40 Mme Jean soutient qu'une telle affirmation est insensée et elle ne peut comprendre pourquoi elle aurait dit ne jamais avoir travaillé dans le SIRP. Quand cette réunion a eu lieu, elle était une gestionnaire de l'information (GI) et venait d'arriver à la section. Elle soutient qu'elle a dit durant la réunion : « il paraît que beaucoup de GI n'ont pas le support de leur superviseur ». Elle est certaine qu'elle n'a pas dit autre chose, à part se présenter à toute l'équipe. Elle a expliqué qu'avant la réunion, elle a dit à Mme St-Laurent que c'était la première fois qu'elle prenait des notes à une réunion.

41 Le gendarme Pillenière a affirmé que Mme Jean n'a pas dit qu'elle n'avait jamais travaillé dans le SIRP. Il a affirmé que Mme Jean a plutôt dit qu'elle n'avait jamais fait de procès-verbal. Il a expliqué qu'elle avait été chargée de préparer le procès-verbal de la réunion et que c'était une tâche dont chacun devait s'acquitter à tour de rôle.
- - - - -
Énoncé 1 - Relevez toutes les lignes de la liste ci-dessous qui contiennent la chaîne « stadium ».
La page et la liste sont indépendantes l'une de l'autre.
- - - - -
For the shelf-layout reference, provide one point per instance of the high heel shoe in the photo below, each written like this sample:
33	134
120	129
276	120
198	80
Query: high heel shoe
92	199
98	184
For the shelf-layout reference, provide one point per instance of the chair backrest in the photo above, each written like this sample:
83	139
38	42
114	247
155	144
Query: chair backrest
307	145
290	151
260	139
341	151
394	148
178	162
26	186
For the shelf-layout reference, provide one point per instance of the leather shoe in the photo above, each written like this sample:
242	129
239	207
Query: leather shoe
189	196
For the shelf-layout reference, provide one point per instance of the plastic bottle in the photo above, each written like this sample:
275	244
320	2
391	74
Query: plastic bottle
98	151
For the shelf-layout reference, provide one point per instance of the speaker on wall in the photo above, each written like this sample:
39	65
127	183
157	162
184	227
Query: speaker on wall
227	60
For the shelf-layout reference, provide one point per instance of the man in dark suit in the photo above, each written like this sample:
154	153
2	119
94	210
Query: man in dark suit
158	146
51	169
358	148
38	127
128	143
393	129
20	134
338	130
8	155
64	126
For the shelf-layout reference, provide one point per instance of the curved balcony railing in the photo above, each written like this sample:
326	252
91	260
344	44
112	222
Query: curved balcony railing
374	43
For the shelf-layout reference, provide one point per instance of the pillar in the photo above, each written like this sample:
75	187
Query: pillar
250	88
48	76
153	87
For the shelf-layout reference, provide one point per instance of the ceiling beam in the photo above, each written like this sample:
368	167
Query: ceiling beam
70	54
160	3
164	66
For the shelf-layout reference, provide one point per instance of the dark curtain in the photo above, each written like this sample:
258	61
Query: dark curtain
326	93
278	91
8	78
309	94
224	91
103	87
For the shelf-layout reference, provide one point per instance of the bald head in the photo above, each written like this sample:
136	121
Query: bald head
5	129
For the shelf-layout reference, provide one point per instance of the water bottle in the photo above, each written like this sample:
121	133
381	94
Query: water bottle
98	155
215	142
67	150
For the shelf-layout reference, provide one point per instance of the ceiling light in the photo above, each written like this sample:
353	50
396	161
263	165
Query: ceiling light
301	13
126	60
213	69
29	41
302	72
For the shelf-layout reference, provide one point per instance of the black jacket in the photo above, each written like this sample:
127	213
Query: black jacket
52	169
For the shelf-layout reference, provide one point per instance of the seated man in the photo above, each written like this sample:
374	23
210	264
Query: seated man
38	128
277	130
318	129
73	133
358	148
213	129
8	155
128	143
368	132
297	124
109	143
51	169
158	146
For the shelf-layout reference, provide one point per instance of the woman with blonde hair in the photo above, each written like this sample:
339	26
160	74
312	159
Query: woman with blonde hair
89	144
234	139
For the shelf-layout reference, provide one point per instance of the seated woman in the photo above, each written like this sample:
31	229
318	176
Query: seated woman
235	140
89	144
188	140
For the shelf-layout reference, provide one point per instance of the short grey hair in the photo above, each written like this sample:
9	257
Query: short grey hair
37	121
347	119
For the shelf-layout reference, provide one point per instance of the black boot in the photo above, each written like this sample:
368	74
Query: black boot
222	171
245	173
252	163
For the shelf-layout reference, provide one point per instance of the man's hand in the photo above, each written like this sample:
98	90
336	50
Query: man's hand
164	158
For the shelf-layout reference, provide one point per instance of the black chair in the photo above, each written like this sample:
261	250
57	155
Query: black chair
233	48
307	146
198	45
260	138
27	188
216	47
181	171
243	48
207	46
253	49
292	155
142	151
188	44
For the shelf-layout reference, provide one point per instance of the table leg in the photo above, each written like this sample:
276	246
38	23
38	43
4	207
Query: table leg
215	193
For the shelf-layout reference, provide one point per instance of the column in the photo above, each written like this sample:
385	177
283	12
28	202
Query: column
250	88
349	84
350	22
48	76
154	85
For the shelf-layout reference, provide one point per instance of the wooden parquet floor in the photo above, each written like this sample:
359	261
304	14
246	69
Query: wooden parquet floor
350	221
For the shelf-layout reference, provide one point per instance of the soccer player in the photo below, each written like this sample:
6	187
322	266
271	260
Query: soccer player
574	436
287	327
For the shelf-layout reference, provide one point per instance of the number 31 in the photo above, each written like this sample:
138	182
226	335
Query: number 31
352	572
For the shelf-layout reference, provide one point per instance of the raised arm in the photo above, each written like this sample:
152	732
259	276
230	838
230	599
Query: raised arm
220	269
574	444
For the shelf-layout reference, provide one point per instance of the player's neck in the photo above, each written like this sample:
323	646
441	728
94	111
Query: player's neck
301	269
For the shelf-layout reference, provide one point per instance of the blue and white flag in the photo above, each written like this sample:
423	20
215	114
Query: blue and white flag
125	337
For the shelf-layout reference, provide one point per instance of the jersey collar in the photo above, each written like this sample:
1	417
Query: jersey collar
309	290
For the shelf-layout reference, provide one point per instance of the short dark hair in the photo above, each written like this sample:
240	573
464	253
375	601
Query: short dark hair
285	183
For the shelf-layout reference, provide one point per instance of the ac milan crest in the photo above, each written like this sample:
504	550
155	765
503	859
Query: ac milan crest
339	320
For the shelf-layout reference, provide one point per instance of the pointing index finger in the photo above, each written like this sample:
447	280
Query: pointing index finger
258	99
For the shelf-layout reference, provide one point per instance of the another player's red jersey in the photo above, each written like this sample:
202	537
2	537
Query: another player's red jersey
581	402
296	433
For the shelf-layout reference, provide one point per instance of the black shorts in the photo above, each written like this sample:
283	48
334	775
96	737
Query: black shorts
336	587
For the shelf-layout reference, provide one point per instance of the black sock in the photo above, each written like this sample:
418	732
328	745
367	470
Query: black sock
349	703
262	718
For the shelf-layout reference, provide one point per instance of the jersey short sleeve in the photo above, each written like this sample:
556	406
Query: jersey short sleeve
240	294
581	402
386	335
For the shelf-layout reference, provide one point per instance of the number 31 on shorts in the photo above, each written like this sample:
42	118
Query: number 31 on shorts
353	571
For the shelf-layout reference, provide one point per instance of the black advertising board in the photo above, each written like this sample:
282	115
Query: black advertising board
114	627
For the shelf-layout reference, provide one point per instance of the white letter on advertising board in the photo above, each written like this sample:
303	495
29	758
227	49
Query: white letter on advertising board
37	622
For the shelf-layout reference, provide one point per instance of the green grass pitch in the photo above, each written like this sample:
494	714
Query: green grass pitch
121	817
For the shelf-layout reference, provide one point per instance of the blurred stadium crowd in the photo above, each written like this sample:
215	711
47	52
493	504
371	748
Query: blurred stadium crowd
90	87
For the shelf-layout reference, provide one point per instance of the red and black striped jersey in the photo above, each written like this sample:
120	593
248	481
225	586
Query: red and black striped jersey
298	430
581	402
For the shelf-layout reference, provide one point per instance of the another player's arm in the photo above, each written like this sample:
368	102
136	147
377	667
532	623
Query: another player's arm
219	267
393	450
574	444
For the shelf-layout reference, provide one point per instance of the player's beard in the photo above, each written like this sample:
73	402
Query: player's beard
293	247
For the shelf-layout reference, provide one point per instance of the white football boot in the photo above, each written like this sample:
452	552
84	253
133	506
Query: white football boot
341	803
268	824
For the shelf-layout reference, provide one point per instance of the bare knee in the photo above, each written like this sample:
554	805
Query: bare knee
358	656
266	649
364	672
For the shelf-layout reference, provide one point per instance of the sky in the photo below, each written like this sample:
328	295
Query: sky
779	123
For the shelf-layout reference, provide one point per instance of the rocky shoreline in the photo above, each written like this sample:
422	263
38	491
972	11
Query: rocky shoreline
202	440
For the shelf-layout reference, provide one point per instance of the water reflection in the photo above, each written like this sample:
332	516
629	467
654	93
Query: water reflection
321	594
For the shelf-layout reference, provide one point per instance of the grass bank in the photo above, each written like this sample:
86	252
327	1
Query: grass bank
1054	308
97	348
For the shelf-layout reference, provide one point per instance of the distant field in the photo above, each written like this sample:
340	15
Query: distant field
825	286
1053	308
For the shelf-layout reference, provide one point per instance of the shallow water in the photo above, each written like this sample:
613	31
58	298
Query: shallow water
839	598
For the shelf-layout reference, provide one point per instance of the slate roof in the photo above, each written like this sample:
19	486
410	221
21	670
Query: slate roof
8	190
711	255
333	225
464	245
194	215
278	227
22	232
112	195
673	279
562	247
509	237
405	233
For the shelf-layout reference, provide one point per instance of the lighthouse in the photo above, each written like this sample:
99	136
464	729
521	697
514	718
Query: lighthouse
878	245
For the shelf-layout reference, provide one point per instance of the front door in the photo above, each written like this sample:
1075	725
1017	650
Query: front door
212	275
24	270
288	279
- - - - -
Énoncé 2 - D'après la page, qu'est-ce que Mme Jean a plutôt dit selon le gendarme Pillenière ?

Corrigé 1 -
For the shelf-layout reference, provide one point per instance of the blurred stadium crowd in the photo above, each written like this sample:
Query: blurred stadium crowd

Corrigé 2 - Elle a plutôt dit qu'elle n'avait jamais fait de procès-verbal.